--- Begin SOURCE TEXT ---
I could be wrong, of course.  But I wasn’t wrong about the Easter Bunny or Santa Claus, and I don’t expect to be far off the mark in this one, either.  But I get up every morning looking to be surprised. 

More after this…


Kenya Versus Syria

Over the weekend, we’ve been watching at Muslim extremists have been systematically executing non-Muslims at a mall in Kenya. According to this report, people were asked to name Mohamed’s mother, and if they couldn’t to that, they ended up on the dead pile.

Ures truly is waiting to see if the Obama administration has the goanies to send in US rapid response forces to wipe out all remnants of the attackers and follow them back upstream as close to the source of death teachings as possible.  There is already a prime perp suspect being named in reports like this one.

Of course, if they don’t do that, it will only reinforce the data-supported view around here that absent economic incentives (overthrow of Lebanon long-term, gas pipeline routes across Syria in the shorter-term), that again, the US’s moral compass is swinging wildly, pointing magically at the magnetism of money, as we’ve lost the moral high ground again in the thick mental fog that has descended on the USA.

Besides, WTF is AFRICOM all about if not having some dial-a-kick-ass help for Kenya?  Why are our tax dollars sitting on the sidelines while jihadist death squads are popping white folks and non-Muslims?  Are you wondering why the GAO is reportedly asking questions like “Why is AFRICOM HQ’ed in Germany., for crying out loud?

Ooops!  Sorry for the hot emo buttons here, but the Obama posse should have stepped up on Day One with backup.  With reports of explosions this morning, look for the perps to vanish into the mental fog of of America (MFA).

IN Egypt, a court has now outlawed the MuBros, says the WaPo..

Of Course It Is Dept.

Israel’s Benj Netanyahu says any “deal” with Iran is a trap.
--- End SOURCE TEXT ---
--- Begin INFORMATION GIVEN ---
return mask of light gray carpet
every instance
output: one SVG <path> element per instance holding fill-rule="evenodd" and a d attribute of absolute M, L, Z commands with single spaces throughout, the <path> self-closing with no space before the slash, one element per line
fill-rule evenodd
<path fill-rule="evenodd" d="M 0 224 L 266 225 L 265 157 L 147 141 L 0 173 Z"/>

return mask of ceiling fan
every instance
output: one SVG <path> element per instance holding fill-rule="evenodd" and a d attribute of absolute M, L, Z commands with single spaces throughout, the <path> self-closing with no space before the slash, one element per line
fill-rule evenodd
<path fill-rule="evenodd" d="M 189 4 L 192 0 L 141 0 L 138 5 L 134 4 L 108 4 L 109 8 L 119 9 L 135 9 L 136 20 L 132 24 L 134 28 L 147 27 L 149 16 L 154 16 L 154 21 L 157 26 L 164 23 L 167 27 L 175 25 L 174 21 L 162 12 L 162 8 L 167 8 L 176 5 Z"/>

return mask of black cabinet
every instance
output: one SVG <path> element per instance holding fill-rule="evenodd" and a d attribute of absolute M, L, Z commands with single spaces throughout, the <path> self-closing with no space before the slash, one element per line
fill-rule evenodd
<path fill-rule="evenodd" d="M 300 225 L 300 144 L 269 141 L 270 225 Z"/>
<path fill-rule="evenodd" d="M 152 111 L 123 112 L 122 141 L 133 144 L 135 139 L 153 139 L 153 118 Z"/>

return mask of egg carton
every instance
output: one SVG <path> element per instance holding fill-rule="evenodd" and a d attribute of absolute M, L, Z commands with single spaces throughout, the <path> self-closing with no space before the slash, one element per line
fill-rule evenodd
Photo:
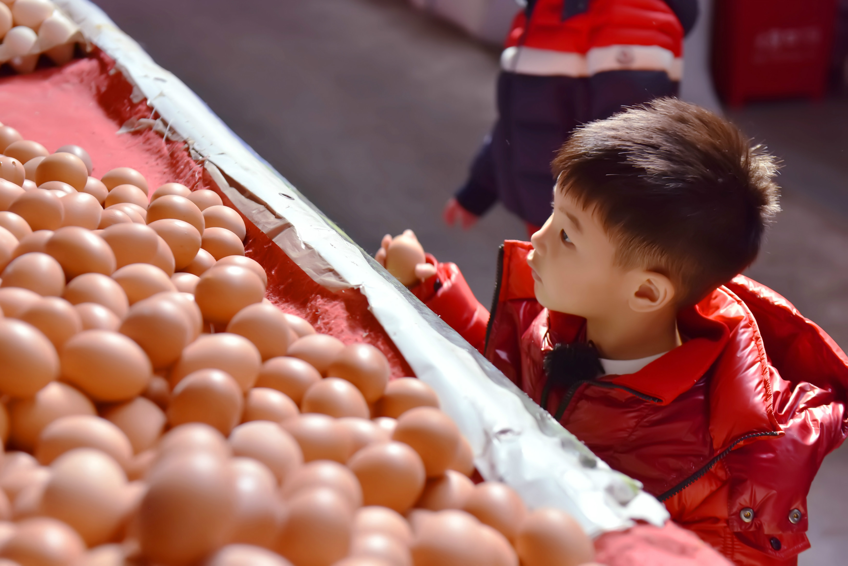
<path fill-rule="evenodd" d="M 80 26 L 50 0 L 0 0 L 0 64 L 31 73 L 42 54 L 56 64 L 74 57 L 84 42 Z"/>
--- End INFORMATION GIVEN ---
--- Begin INFORMATION GIVEN ---
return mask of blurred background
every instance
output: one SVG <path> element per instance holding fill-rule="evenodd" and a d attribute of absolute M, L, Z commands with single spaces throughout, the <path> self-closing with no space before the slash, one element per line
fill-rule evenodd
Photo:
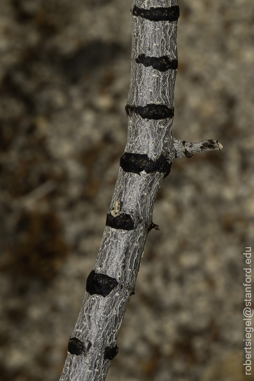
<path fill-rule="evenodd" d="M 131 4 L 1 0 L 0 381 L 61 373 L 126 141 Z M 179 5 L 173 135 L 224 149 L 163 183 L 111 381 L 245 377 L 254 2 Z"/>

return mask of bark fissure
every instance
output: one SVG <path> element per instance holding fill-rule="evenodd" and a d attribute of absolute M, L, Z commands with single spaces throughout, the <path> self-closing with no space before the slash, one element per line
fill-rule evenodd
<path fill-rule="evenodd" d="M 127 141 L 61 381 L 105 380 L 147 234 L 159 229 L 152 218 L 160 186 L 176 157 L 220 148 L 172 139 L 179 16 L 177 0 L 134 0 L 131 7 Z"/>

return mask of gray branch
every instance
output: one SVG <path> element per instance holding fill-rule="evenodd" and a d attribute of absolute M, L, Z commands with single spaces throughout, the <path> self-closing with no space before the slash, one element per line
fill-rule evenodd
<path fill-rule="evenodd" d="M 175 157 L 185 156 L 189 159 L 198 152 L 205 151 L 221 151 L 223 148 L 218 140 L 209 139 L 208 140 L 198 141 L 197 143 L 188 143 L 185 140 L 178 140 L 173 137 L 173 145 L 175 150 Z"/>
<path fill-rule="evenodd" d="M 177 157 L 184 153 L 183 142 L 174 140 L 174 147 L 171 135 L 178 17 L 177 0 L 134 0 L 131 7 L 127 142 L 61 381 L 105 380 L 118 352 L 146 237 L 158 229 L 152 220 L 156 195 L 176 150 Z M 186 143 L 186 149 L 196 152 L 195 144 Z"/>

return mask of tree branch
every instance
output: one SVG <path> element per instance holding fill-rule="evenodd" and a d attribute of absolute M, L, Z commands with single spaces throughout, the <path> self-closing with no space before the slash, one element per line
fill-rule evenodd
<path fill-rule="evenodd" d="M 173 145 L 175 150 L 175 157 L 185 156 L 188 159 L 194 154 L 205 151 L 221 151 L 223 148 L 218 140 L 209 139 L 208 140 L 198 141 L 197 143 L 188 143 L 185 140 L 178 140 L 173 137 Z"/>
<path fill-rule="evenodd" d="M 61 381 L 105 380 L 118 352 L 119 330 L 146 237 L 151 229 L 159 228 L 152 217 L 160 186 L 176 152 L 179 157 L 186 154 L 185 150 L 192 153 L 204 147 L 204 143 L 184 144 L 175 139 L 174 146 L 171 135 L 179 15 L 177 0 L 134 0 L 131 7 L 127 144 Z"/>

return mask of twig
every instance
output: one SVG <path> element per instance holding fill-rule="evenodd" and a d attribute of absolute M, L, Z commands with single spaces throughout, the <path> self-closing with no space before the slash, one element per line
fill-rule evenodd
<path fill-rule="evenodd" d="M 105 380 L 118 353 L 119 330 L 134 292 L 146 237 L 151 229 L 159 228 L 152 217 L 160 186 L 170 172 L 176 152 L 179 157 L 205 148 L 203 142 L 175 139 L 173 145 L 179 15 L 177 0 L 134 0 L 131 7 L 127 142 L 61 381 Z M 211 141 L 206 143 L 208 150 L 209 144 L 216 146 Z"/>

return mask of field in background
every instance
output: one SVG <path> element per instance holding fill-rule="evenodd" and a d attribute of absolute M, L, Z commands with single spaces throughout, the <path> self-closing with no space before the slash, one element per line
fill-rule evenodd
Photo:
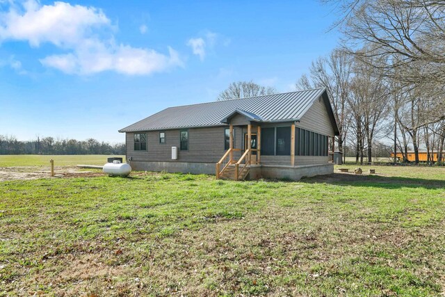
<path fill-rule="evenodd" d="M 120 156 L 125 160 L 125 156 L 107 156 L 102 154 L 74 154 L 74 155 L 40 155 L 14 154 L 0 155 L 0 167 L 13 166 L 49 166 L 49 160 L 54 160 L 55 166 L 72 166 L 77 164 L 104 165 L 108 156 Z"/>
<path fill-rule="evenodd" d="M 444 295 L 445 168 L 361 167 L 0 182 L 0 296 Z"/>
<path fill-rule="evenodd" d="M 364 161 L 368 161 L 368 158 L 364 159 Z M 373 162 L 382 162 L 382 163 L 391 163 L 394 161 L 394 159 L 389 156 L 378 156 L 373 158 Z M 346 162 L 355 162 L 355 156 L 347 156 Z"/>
--- End INFORMATION GIVEN ---
**WHAT YOU WILL DO:**
A) In the commentary, what does Benj Netanyahu say any "deal" with Iran is?
B) Reproduce the commentary's passage from "More after this…" up to and including "like this one.".

**SOLUTION SET:**
A) A trap.

B)
More after this…


Kenya Versus Syria

Over the weekend, we’ve been watching at Muslim extremists have been systematically executing non-Muslims at a mall in Kenya. According to this report, people were asked to name Mohamed’s mother, and if they couldn’t to that, they ended up on the dead pile.

Ures truly is waiting to see if the Obama administration has the goanies to send in US rapid response forces to wipe out all remnants of the attackers and follow them back upstream as close to the source of death teachings as possible.  There is already a prime perp suspect being named in reports like this one.